Extrait de page -
━━━━

Mais je me souviens tout de même (ah ! cet autre outil qu'est la mémoire du cerveau humain, intéressant mais très trompeur sûrement) que Jacques-Olivier Badia disait que la pièce - qu'il avait vue au" Bijou" à Toulouse - était trop courte (1 heure) pour pouvoir amener de façon vraiment forte et crédible les changements d'atmosphère et l'évolution psychologique du personnage principal. Et j'étais finalement plutôt d'accord avec lui (je m'étais senti frustré du fait de la durée de la pièce.) Mais en fait, après avoir vu pour la troisième fois cette pièce, dans une version légèrement modifiée, je me dis que l'histoire de ce personnage est celle d'un homme en miettes. Il revient après dix ans "d'exil" sur le Continent (souvenez-vous, c'est le même personnage que dans "Prighjuneri", celui qui quitte l'île à la toute fin ; quoi, vous n'avez pas lu "Prighjuneri" ?!), bref, il revient après dix ans d'exil dans un mouvement quasi suicidaire, il ne s'est pas reconstruit hors de Corse, et ce qu'il retrouve c'est, au milieu de quelques changements cosmétiques - l'autonomie et l'édition d'une version corse des "Frateddi Karamazov" - c'est encore son ancien moi : un être marginal, refusant toutes les illusions, tous les espoirs, toute tentative de trouver une cohérence, une cohésion.

Donc, ce que présente cette pièce de théâtre, c'est un assemblage disparate de moments violemment contrastés : avec les trois scènes centrales : la scène du luthier, de sa femme et du comptoir (très crue, très dure) / la scène de voyage virtuel, le rêve du chef de tribu et de sa petite fille, fantasmagorie mythique (très émouvante, le moment qui m'émeut le plus, à chaque fois) / la scène de la confession d'une opération de racket par une équipe de clandestins (très violente : voir la confession de Stavroguine dans les "Démons" de Dostoïevski - c'est tout ce que j'ai lu de cet auteur - avec "Le Double" aussi - et c'est un passage fabuleux, là aussi)... Oui, je crois finalement que ces différents moments sont d'autant plus forts qu'ils ne sont pas préparés, ni fortement liés : la force du personnage se nourrit aussi d'ellipses et de ruptures, et d'une certaine façon "l'épaisseur" psychologique doit nécessairement manquer à un être en miettes, un être qui est explicitement décrit comme un "fantôme", une "ombre" : celui qui à la fois sait tout, et ne peut rien.

━━━━

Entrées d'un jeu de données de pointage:
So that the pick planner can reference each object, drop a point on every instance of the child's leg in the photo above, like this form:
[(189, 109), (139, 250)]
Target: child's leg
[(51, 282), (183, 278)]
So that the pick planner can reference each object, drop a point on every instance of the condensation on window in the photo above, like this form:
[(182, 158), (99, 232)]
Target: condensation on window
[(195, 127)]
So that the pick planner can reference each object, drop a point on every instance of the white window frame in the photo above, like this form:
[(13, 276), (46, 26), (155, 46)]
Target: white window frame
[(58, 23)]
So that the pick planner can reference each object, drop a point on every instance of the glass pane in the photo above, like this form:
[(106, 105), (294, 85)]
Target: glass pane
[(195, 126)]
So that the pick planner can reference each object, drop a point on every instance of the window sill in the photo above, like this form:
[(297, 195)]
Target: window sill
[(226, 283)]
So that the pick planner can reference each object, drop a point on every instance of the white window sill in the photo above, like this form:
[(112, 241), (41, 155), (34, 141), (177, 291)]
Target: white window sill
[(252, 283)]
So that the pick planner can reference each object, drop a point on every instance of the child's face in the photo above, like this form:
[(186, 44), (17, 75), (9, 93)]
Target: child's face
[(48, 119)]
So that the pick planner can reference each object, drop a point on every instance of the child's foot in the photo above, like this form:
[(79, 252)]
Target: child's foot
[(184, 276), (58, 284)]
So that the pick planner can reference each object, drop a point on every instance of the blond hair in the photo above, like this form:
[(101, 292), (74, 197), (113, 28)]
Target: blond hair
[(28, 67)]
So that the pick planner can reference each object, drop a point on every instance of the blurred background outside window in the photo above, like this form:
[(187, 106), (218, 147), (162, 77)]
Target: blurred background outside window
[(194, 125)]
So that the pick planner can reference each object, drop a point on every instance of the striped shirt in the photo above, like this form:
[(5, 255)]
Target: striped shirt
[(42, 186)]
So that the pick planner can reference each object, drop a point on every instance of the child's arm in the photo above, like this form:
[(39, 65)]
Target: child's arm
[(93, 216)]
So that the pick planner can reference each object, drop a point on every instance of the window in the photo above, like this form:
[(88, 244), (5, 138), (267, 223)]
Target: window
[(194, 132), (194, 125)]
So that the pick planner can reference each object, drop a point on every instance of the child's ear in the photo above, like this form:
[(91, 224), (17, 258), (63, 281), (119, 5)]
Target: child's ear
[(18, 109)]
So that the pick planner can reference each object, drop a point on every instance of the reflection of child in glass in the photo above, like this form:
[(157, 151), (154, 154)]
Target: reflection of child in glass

━━━━

Parties de l'exercice -
1. Quels titres d'œuvres écrites l'extrait sur la pièce de théâtre cite-t-il entre guillemets ?
2. Présentez en tableau Markdown, avec les colonnes N° et Ligne, les lignes des enregistrements depuis la toute première jusqu'à celle qui contient « [(195, 127)] », incluse. Laissez de côté les lignes vides.

Réponses par consigne -
1.
- « Prighjuneri »
- « Frateddi Karamazov »
- « Démons »
- « Le Double »

2.
| N° | Ligne |
|---|---|
| 1 | So that the pick planner can reference each object, drop a point on every instance of the child's leg in the photo above, like this form: |
| 2 | [(189, 109), (139, 250)] |
| 3 | Target: child's leg |
| 4 | [(51, 282), (183, 278)] |
| 5 | So that the pick planner can reference each object, drop a point on every instance of the condensation on window in the photo above, like this form: |
| 6 | [(182, 158), (99, 232)] |
| 7 | Target: condensation on window |
| 8 | [(195, 127)] |